**Extract:**
※

After passing the ruins at São Francisco, I turned towards the start of the marked channel. I was following a set of waypoints and they corresponded very nicely with the markers. By now the depth was averaging about 2m. Speedwell has a draught of 1.5m so it was easy enough. The bottom seemed smooth with no unexpected shallower bumps. I passed behind Ilha das Garças and started thinking about finding a place to anchor as the tide would soon be turning. I mistakenly wandered out of the channel a bit too soon and felt an awful sickening sensation as the boat lurched to a halt in the mud. Luckily we had been moving very slowly. I tried unsuccessfully to reverse off but we were stuck. Nothing for it but to relax and wait for the water to rise a bit more. After about 20 minutes I felt some gentle movement and soon we were on our way again. I backtracked very gently to the marked channel and this time stayed in it right to the end which is very close to a small floating jetty near to a restored church. Here the water was a comfortable 3m. The tidal range is about 2m so I moved a bit further on and found 4m to anchor in. It was tempting to press on but I felt I needed a rest.

All that could be rescued from my broken camera

Sitting in the cockpit with a mug of coffee I marvelled at the beautiful surroundings. In the distance a fleet of saveiros was approaching on the downwind home run to Coqueiros. A magnificent sight. I grabbed my camera and snapped away. Some came almost close enough to touch. A few contrary souls were tacking against the current in the opposite direction. Still making good headway. When most of them had passed I went below to check on the results of my picture-taking. To my great disappointment I discovered that my camera was on the blink. All I had were a few lines and blotches. What an unfortunate time for this to happen.

※

Location annotation dataset excerpts
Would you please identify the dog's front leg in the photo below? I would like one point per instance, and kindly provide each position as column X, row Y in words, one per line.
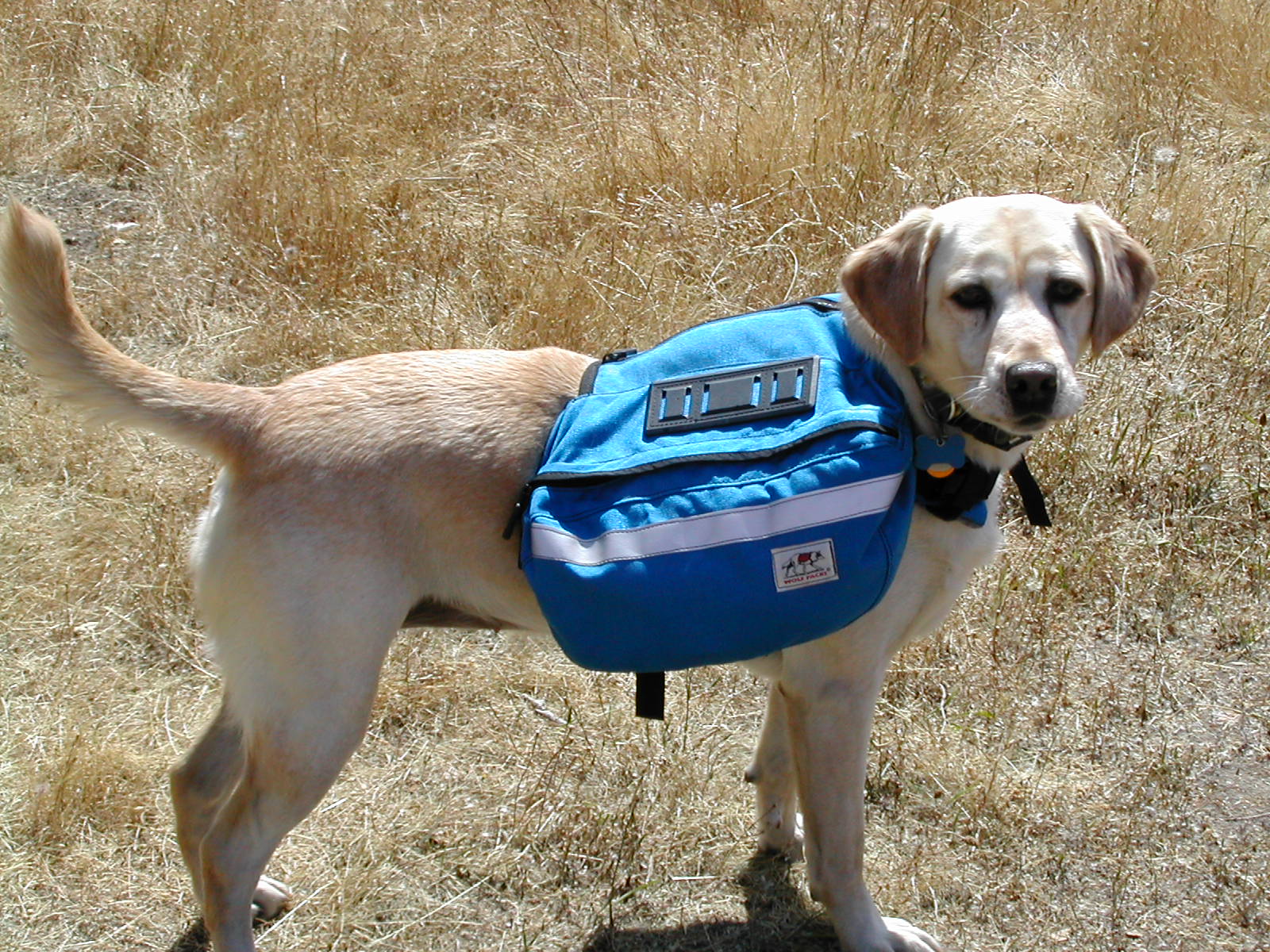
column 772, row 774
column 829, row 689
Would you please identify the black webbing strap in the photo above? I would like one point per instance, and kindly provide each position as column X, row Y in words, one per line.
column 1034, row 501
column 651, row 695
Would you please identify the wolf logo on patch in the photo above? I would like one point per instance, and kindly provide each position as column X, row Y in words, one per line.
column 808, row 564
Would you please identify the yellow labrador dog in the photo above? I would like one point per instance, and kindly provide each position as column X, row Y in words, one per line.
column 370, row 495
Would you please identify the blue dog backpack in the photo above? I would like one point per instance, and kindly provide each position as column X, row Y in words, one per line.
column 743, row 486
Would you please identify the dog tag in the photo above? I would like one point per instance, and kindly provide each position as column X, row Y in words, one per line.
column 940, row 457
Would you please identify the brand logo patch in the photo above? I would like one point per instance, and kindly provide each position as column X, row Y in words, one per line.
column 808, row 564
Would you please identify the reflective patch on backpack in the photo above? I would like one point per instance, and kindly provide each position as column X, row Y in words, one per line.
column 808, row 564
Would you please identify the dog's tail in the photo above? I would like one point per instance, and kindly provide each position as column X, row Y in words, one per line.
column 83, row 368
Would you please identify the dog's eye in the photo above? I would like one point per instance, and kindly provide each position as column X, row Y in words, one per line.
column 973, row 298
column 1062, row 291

※

**Written request A:**
In the sailing account, how long was the boat stuck in the mud before it began to move again?
**Written request B:**
Carry the sailing account forward, starting after its final sentence.

**Exercise output A:**
About 20 minutes.

**Exercise output B:**
While waiting for the tide to turn this morning I rowed a short way downriver to a small floating dock which looked like a good place to get ashore. It was low tide and two women were collecting oysters off the rocks. Prising them loose with their machetes. They opened one and offered it it me. I wasn’t sure if they expected me to slurp it off the shell, but there was no lemon juice around and it looked rather muddy. I politely declined.

There was a big notice announcing that this was private property, etc. But there was no real fence or proper gate so I took a quick walk up to the prettily restored church at the top of the hill. There was a wonderful view looking down on the river with Speedwell anchored nearby. I cursed the broken camera. The facade of the church had been covered in a glittering mosaic of broken glass and fragments of azulejos. It sparkled in the sunlight. At night a light comes on in a little turret on top of the cupola and shines through coloured glass. It looks very welcoming.

Back at the boat it was time to set off. I left the dinghy in the water thinking it might be handy in case I should need to set out a kedge anchor after going aground.

For a short while we were in comfortably deep water and I started to relax. Too soon! Suddenly the water shallowed alarmingly and we ground to a muddy halt. That was when I realised that the saveiro which looked as if it was floating was actually hard aground and stern-to the current. Not a good sign. I tried reversing off but gave up and waited for the tide which was running in strongly. The saveiro started to swing and line up properly with the current. And soon we were also on our way again. I resolved to pay closer attention to the waypoints and not rely on my erratic personal judgement.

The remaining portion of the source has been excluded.